-- Begin --

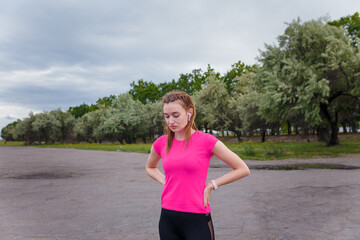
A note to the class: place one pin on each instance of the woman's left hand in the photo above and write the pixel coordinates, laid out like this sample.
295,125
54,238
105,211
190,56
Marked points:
207,191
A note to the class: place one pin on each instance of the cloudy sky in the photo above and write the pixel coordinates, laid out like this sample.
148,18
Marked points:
61,53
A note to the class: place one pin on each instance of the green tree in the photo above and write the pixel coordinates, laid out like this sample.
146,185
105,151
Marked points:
212,104
24,130
125,119
351,23
46,127
237,69
143,91
8,133
107,101
64,131
87,127
310,74
80,110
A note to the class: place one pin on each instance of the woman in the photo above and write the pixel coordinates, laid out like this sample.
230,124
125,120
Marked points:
186,154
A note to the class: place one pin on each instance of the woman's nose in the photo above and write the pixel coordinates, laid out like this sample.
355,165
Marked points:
171,120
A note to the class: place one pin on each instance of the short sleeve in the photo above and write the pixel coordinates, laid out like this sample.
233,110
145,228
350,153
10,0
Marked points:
159,144
211,141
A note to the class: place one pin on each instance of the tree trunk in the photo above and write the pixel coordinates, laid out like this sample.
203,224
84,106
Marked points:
353,125
289,127
263,132
238,135
344,127
334,140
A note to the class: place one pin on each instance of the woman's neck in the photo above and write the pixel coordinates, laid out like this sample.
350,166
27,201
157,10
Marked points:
181,135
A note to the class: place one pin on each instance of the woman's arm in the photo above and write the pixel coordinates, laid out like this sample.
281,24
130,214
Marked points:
152,169
240,169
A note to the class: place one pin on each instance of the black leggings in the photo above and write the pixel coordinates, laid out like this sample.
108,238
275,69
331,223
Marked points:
174,225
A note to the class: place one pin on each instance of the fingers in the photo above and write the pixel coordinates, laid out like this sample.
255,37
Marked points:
206,198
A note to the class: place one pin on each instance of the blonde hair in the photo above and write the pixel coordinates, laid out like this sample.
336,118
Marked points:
185,101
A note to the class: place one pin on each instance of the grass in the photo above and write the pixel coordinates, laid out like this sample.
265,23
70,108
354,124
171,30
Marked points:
305,166
247,150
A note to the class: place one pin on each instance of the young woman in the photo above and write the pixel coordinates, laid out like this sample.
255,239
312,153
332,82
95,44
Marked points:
186,154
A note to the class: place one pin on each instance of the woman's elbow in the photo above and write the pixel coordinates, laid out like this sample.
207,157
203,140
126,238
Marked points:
244,171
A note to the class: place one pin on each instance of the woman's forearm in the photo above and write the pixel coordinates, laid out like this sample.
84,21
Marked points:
232,176
156,174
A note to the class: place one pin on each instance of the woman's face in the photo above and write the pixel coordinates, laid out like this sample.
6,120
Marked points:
176,117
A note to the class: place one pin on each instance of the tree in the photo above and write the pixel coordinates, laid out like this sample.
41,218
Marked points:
237,69
80,110
351,23
64,130
107,101
125,119
8,133
312,72
212,104
143,91
87,127
46,127
24,130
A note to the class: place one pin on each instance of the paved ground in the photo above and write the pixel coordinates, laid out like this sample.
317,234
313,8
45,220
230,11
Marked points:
94,195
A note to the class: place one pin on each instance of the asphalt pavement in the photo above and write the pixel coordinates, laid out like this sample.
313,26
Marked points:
83,194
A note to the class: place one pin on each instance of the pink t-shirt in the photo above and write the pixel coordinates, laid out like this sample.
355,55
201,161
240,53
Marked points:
185,172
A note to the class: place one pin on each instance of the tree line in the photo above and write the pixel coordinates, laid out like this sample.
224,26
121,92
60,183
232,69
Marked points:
309,82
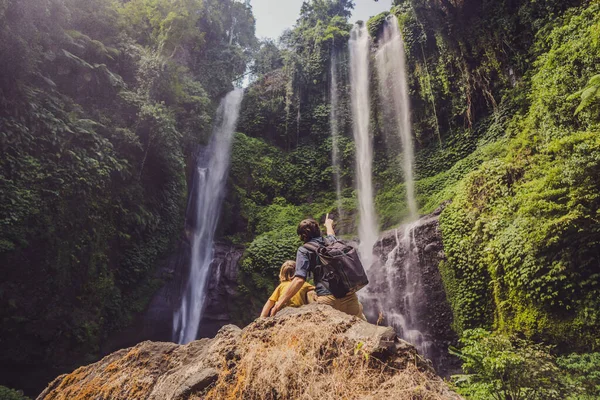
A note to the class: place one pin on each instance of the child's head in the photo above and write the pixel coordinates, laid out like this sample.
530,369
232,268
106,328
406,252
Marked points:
308,229
287,271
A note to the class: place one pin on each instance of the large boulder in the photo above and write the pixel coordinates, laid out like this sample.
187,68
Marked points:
309,352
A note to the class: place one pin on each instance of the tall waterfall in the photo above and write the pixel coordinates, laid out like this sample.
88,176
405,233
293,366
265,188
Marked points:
359,96
203,211
334,126
393,91
397,292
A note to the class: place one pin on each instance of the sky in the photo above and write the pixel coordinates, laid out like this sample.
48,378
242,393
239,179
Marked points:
274,16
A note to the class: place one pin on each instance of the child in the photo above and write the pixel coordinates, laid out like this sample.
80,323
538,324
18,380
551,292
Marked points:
286,274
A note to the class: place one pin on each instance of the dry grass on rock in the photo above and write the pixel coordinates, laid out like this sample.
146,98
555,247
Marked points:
320,353
312,352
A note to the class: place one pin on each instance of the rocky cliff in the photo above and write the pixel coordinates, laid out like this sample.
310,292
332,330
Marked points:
408,260
310,352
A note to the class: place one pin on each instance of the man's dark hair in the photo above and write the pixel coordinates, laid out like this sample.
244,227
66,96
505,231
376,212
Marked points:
308,229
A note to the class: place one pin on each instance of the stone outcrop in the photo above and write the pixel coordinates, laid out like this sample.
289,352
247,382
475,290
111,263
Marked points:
310,352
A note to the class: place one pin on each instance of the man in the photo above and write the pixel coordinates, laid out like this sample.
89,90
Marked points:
306,261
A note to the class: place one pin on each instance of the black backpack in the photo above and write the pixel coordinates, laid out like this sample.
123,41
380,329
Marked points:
340,271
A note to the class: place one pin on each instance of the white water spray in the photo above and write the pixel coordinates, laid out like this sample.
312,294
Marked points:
333,123
203,212
393,91
359,83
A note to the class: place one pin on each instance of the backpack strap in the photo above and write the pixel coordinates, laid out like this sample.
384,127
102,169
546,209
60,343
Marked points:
314,247
313,254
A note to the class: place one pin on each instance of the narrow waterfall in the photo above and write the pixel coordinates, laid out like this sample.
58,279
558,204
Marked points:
393,91
334,126
400,294
203,211
359,82
403,300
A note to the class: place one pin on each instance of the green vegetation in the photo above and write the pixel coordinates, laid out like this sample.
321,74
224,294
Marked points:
498,367
522,230
102,104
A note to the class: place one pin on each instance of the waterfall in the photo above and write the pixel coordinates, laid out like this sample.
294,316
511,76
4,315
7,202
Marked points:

-- End --

Write the records out once more, exactly as they appear, with no pictures.

» CORRECT RESPONSE
A note to the class: place one pin on each instance of the woman's left hand in the photo above and write the pixel coordinates, laid out like this sample.
295,125
54,238
105,211
190,56
Marked points:
207,191
A note to the class: place one pin on each instance of the cloudy sky in the photo above and write the pixel coordinates, laid out like this sample.
148,18
Marked points:
61,53
A note to the class: place one pin on each instance of the green tree in the photo above and write the pixel coordinates, laid out like this sample.
146,185
105,151
Marked points:
212,104
24,130
125,119
351,23
46,127
237,69
143,91
8,133
107,101
64,131
87,127
310,74
80,110
A note to the class: place one pin on each instance of the woman in the photo above and write the pixel coordinates, laid out like this sample.
230,124
125,120
Marked points:
186,154
A note to the class: place one pin on each instance of the woman's nose in the photo above and write the pixel coordinates, laid out like this sample.
355,165
Marked points:
171,120
A note to the class: place one pin on each instance of the short sleeve in the photo above and write the pixel coordinates, laid out like this sample.
233,110
145,228
350,153
10,0
Marked points:
159,144
211,141
A note to the class: place one pin on each instance of the tree trunk in the photo above and write the pixel coordinates, laid out like this sample.
203,224
84,106
Marked points:
353,125
289,127
263,132
238,135
344,127
334,140
A note to the class: place one pin on each instance of the woman's neck in the photo above and write the pixel coordinates, laid out like this sample.
350,166
27,201
157,10
Marked points:
181,135
A note to the class: place one pin on each instance of the woman's arm in the photo above and write the pixel coordinates, laid out like this sample.
281,24
130,214
Marked points:
152,169
240,169
A note to the class: place one pin on each instance of the black leggings in the photo above and write the pixel coordinates, laid out like this sample.
108,238
275,69
331,223
Marked points:
174,225
A note to the class: place one pin on each instance of the fingers in the photo above and write the pixel coordinates, laid out like this sample.
255,37
Marked points:
206,198
A note to the class: place one pin on each instance of the blonde hair in the photo above and write the pixel coordinates, laid out like this sample.
336,118
Marked points:
185,101
A note to the class: place one pin on each instance of the grass in the photo above and write the pixel coordinates, laid out like this sample.
265,23
70,108
354,124
171,30
Marked points:
305,166
247,150
A note to the class: place one pin on each instance of the young woman in the photo above and write the pixel coordinates, laid out like this sample.
255,239
312,153
332,82
95,44
Marked points:
186,154
A note to the class: place one pin on each instance of the woman's elbow in the photo above and write the pixel coordinates, laid out like this sample.
207,157
203,140
126,238
Marked points:
244,171
A note to the class: place one pin on each instance of the woman's forearm in the photo above and write the pixel coordinates, laid out like this sample.
84,21
Marked points:
232,176
156,174
A note to the class: place one pin on each instance of the woman's face in the photo above and write the pixel coordinates, laid out like this sample.
6,120
Marked points:
176,117
A note to the class: place one pin on each instance of the tree in the photo above and write the pixel coordinates, laid out like this sample.
41,218
Marked points:
237,69
80,110
351,23
64,130
107,101
125,119
8,133
312,72
212,104
143,91
87,127
46,127
24,130
A note to the class: place one pin on each instance of the paved ground in the photo above and write the pixel coordinates, laid out like this sample.
317,234
313,8
45,220
230,11
Marked points:
94,195
A note to the class: place one pin on each instance of the asphalt pavement in the photo above and write the pixel coordinates, laid out like this sample.
313,26
Marked points:
83,194
A note to the class: place one pin on each instance of the pink t-shirt in the photo above and write the pixel coordinates, laid out like this sample.
355,55
201,161
240,53
Marked points:
185,172
A note to the class: place one pin on each instance of the tree line in the photo above and write the pixel coordinates, laid out like this sample.
224,26
121,92
60,183
232,69
Marked points:
309,82
A note to the class: place one pin on each instance of the child's head in the photo above and write the pixel coordinates, laid out like this sample.
530,369
232,268
106,328
406,252
Marked points:
308,229
287,271
A note to the class: place one pin on each instance of the large boulder in the photo above and write the pixel coordinates, laid out like this sample.
187,68
Marked points:
309,352
A note to the class: place one pin on each instance of the tall waterfall in the photo above and write the pixel coordinates, laid out like this sample.
88,176
405,233
293,366
265,188
Marked points:
359,96
203,211
334,126
393,91
397,292
A note to the class: place one pin on each instance of the sky in the photo above and write the pixel coordinates, laid out like this sample.
48,378
242,393
239,179
Marked points:
274,16
A note to the class: place one pin on each instance of the child in the photo above and write the pixel coordinates, laid out like this sample.
80,323
538,324
18,380
551,292
Marked points:
286,274
A note to the class: place one pin on each instance of the dry grass on rock in the photo above and write the pixel coordinates, laid out like this sample.
146,98
555,247
Marked points:
320,353
312,352
A note to the class: place one pin on each instance of the rocky cliff in the photo above and write the pixel coordinates, laid out like this sample.
310,292
332,330
Marked points:
408,260
310,352
A note to the class: place one pin on each instance of the man's dark hair in the photo above and write the pixel coordinates, laid out like this sample.
244,227
66,96
505,231
376,212
Marked points:
308,229
A note to the class: place one pin on each instance of the stone outcrop in the photo above and write the pixel coordinates, laid out like this sample.
289,352
247,382
475,290
111,263
Marked points:
310,352
A note to the class: place one pin on each instance of the man in the photo above and write the pixel coordinates, laid out like this sample.
89,90
Marked points:
306,261
A note to the class: place one pin on each instance of the black backpack in the photo above and write the pixel coordinates, laid out like this sample.
123,41
380,329
Marked points:
340,271
A note to the class: place one pin on each instance of the white water spray in the photo above and write the pixel coordinates, laid out like this sample.
312,294
Marked points:
333,123
203,212
393,91
359,83
A note to the class: place one pin on each instance of the backpack strap in the photo above and write the pixel coordinates, laid out like this sample.
384,127
102,169
546,209
60,343
Marked points:
314,247
313,254
A note to the class: place one pin on each instance of the narrow waterfall in the photo above and write the pixel coordinates, laid out like this sample.
58,279
558,204
Marked points:
393,91
334,126
400,294
203,211
359,82
403,300
A note to the class: place one pin on each instance of the green vegetation in the photo above and write the pixel coordinates, laid out like this sample.
321,74
224,294
Marked points:
498,367
522,230
102,104
A note to the class: place one pin on each instance of the waterfall in the photo above and write the pixel coordinates, laid out like this sample.
294,316
511,76
4,315
7,202
Marked points:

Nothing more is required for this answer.